Instructions to follow
Every single entry must be restated word for word.
[[ Supplied material, beginning ]]
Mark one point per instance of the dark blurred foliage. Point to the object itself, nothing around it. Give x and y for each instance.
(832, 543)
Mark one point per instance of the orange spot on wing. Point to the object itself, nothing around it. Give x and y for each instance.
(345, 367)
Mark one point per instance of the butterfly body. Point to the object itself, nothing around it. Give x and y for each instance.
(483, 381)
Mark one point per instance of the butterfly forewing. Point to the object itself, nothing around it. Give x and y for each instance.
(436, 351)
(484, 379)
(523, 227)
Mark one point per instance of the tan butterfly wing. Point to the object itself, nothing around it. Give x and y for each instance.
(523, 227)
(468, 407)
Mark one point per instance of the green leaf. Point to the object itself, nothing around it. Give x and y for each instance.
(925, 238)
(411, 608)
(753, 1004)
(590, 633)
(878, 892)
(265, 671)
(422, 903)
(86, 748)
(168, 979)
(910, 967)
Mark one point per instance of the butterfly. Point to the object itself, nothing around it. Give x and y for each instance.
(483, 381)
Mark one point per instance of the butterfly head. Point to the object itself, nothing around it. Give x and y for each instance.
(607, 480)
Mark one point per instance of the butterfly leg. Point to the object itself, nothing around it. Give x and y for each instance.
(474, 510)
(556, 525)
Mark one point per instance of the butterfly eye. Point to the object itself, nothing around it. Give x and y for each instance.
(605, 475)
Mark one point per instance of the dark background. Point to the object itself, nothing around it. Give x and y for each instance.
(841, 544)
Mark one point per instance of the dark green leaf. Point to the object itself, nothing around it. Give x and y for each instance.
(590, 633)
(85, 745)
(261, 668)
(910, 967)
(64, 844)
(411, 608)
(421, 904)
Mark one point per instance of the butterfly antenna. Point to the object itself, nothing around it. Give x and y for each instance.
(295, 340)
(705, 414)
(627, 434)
[[ Supplied material, end ]]
Solution for this exercise
Mark one point per instance of the dark blurred foliage. Point to the object itself, nothing around it. Give x and y for each instance.
(832, 543)
Mark one point per instance of the orange spot on wing. Point to the object itself, nothing around it. Give x and y for each instance.
(345, 367)
Mark one point per instance of the butterfly body. Point to the object itself, nothing around it. Give x and y for each instance.
(483, 381)
Mark one point per instance of the butterfly forewing. Point to the object itself, nothing around it. Give x and y for each instance.
(436, 351)
(484, 379)
(523, 227)
Mark one point per instance of the tan butterfly wing. Point to the object itself, nothing around it. Give x and y for each instance.
(523, 227)
(468, 407)
Mark one point per instance of the green leaf. Point to the object itself, nothing around it. Give x and y for each instance.
(925, 238)
(411, 608)
(753, 1004)
(590, 633)
(878, 892)
(265, 671)
(422, 903)
(86, 748)
(168, 979)
(910, 967)
Mark one point per instance of the butterfly. Point to the object itself, nothing around it. Give x and y for each instance.
(483, 381)
Mark one point per instance of the butterfly head. Point to the object itself, nothing around it. Give x and y for each instance.
(607, 480)
Mark one point per instance of the butterfly leg. Point to the object itself, nothing around it. Give x and y for each instance.
(474, 510)
(556, 525)
Mark one point per instance of the butterfly eye. Point to the object itself, nothing around it. Give x and y for each instance.
(605, 475)
Mark one point per instance of the dark background. Point to the object itself, nothing around it. Give x and y for each instance.
(841, 544)
Mark one point per instance of the dark green leaf. Point to the object itself, nothing around it. Give x and y for each instance.
(590, 633)
(85, 745)
(261, 668)
(910, 967)
(64, 844)
(411, 608)
(421, 904)
Mark one point per instance of the butterfly antenna. Point to the object itself, nothing around it. Give x and y for each instance.
(295, 340)
(705, 414)
(627, 434)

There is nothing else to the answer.